- EXCERPT TO READ
'''

# Q-Learning Using Python And OpenAI Gym

In this article, we will build and play our very first reinforcement learning (RL) game using Python and OpenAI Gym environment. The OpenAI Gym library has tons of gaming environments – text based to real time complex environments. More details can be found on their website. To install the gym library is simple, just type this command:

pip install gym

We will be using the gym library to build and play a text based game called FrozenLake-v0. The following description is picked as is from the Gym site about this game:

"Winter is here. You and your friends were tossing around a frisbee at the park when you made a wild throw that left the frisbee out in the middle of the lake. The water is mostly frozen, but there are a few holes where the ice has melted. If you step into one of those holes, you'll fall into the freezing water. At this time, there's an international frisbee shortage, so it's absolutely imperative that you navigate across the lake and retrieve the disc. However, the ice is slippery, so you won't always move in the direction you intend."

The surface is described using a grid like the following. The game ends when you reach the goal or fall in a hole. You receive a reward of 1 if you reach the goal, and zero otherwise.

SFFF
FHFH
FFFH
HFFG

where S: starting point, safe , F: frozen surface, safe, H: hole, fall to your doom, G: goal, where the frisbee is located.

In Q-learning reinforcement learning technique,
• The goal is to learn a policy that tells an agent what action to take under what circumstances.
• For any finite Markov decision process (FMDP), Q-learning finds a policy that is optimal in the sense that it maximizes the expected value of the total reward over any and all successive steps, starting from the current state.
• Q-learning can identify an optimal action-selection policy for any given FMDP, given infinite exploration time and a partly-random policy.
• "Q" names the function Q(s,a) that can be said to stand for the "quality" of an action a taken in a given state s.
In this frozenlake environment there are 16 states - each grid point is a state. 4 actions are possible – Left, Right, Up and Down for each state.

'''

- REQUIRED WORK
A) Reproduce everything in the Q-learning article from "The surface is" down to "a partly-random policy.".
B) According to the FrozenLake description in the Q-learning article, why won't the player always move in the intended direction? Answer in one to three sentences.
C) Pick up the Q-learning article after its last sentence and continue it.
The lines that follow have no connection to the Q-learning article.

- RECORD EXCERPTS
'''

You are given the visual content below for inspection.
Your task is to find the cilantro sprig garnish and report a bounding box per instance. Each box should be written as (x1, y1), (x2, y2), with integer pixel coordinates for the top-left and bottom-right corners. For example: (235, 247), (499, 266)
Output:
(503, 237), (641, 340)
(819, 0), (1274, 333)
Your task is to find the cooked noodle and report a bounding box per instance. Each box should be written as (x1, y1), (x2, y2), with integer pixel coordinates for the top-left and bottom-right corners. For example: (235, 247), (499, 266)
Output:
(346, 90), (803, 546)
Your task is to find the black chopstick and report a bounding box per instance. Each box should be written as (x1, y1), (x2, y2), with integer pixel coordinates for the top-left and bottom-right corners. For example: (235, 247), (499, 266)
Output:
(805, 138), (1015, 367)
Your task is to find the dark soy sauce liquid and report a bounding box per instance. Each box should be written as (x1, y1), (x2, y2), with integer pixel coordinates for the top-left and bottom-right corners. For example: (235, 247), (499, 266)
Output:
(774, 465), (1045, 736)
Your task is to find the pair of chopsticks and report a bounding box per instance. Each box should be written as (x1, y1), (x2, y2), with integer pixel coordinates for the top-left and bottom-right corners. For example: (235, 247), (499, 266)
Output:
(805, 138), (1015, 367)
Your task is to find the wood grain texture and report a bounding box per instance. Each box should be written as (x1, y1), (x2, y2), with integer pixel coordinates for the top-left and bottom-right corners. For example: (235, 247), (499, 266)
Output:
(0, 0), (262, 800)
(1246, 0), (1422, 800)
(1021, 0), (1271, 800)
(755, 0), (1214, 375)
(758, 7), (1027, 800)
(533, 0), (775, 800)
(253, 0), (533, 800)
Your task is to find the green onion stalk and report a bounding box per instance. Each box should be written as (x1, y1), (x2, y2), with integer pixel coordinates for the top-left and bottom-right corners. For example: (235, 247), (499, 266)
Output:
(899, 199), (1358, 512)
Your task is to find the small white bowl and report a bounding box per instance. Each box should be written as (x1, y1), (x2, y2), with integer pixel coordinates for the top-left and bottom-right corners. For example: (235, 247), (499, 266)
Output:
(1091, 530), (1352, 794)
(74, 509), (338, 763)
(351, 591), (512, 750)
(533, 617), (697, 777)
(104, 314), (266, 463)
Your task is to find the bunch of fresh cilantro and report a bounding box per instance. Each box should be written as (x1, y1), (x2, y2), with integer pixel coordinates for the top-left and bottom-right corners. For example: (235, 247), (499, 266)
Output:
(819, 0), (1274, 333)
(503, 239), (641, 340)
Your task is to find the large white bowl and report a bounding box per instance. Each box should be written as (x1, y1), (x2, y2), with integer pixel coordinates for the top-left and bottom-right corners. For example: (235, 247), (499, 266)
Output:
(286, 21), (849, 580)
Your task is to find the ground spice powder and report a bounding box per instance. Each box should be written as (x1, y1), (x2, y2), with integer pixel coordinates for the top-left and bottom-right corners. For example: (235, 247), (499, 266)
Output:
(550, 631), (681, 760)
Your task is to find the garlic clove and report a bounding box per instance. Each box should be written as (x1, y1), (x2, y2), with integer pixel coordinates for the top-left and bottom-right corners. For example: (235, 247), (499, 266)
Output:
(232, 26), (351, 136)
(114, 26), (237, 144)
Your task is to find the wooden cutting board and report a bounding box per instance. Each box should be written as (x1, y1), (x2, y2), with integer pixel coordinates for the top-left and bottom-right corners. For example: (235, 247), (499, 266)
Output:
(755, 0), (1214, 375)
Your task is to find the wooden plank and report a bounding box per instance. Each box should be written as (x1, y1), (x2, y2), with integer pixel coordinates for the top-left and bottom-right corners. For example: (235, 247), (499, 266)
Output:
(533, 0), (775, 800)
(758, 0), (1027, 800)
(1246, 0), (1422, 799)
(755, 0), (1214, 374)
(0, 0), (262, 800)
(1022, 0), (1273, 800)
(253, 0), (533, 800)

'''

- ANSWERS GIVEN
A)
The surface is described using a grid like the following. The game ends when you reach the goal or fall in a hole. You receive a reward of 1 if you reach the goal, and zero otherwise.

SFFF
FHFH
FFFH
HFFG

where S: starting point, safe , F: frozen surface, safe, H: hole, fall to your doom, G: goal, where the frisbee is located.

In Q-learning reinforcement learning technique,
• The goal is to learn a policy that tells an agent what action to take under what circumstances.
• For any finite Markov decision process (FMDP), Q-learning finds a policy that is optimal in the sense that it maximizes the expected value of the total reward over any and all successive steps, starting from the current state.
• Q-learning can identify an optimal action-selection policy for any given FMDP, given infinite exploration time and a partly-random policy.

B) The ice is slippery, so the player won't always move in the direction they intend.

C)
To begin our program - import the following libraries in your notebook
1. import numpy as np
2. import gym
3. import random
4. import time
5. from IPython.display import clear_output
Now, we create the enviornment
1. env = gym.make("FrozenLake-v0")
After this we create our q_matrix that will be initialized to 0. The 16 rows of this matrix are 16 states that are possible and 4 columns are the 4 actions that are possible.
1. action_size = env.action_space.n
2. state_size = env.observation_space.n
3.
4. q_matrix = np.zeros((state_size, action_size))
5.
6. q_matrix

Now, we want to train our agent such that after training, we get this q_matrix updated with the maximum point for that state action pair and then the agent can use it to play the game. After a lot of iterations a good Q-table is ready.

Mathematically, the above is as shown in following equation, where alpha is the learning rate and gamma is the discount factor

We also need to decide the learning rate which is normally between 0.001 and 0.5.  The exploration rate starts from 1 and slowly decays. Exploration is the phenomenon where agent is not stuck up in the same trajectory and keeps exploring the environment to find different paths that may lead to maximized returns. Discount rate is the gamma factor for future rewards whose value is generally between 0.9 to 0.999.
1. num_episodes = 10000
2. max_steps = 100
3.
4. learning_rate = 0.1
5. discount_rate = 0.99
6.
7. exploration_rate = 1
8. max_exploration_rate = 1
9. min_exploration_rate = 0.05
10. exploration_decay_rate = 0.0001
11.
12. cumulative_rewards_all_episodes = []
Since the code is big, I have attached the code along with this article.  You will see the following updated q_matrix that is learned by the agent after the end of 10000 games.

Now, with this knowledge the agent can now play the game.
1. # Watch our agent play Frozen Lake by playing the best action
2. # from each state according to the Q-matrix
3.
4. for episode in range(3):
5.     # initialize new episode params
6.     state = env.reset()
7.     done = False
8.     print("*****EPISODE ", episode+1"*****\n\n\n\n")
9.     time.sleep(1)
10.
11.     for step in range(max_steps):
12.         # Show current state of environment on screen
13.         # Choose action with highest Q-value for current state
14.         # Take new action
15.         clear_output(wait=True)
16.         env.render()
17.         time.sleep(0.3)
18.
19.         action = np.argmax(q_matrix[state,:])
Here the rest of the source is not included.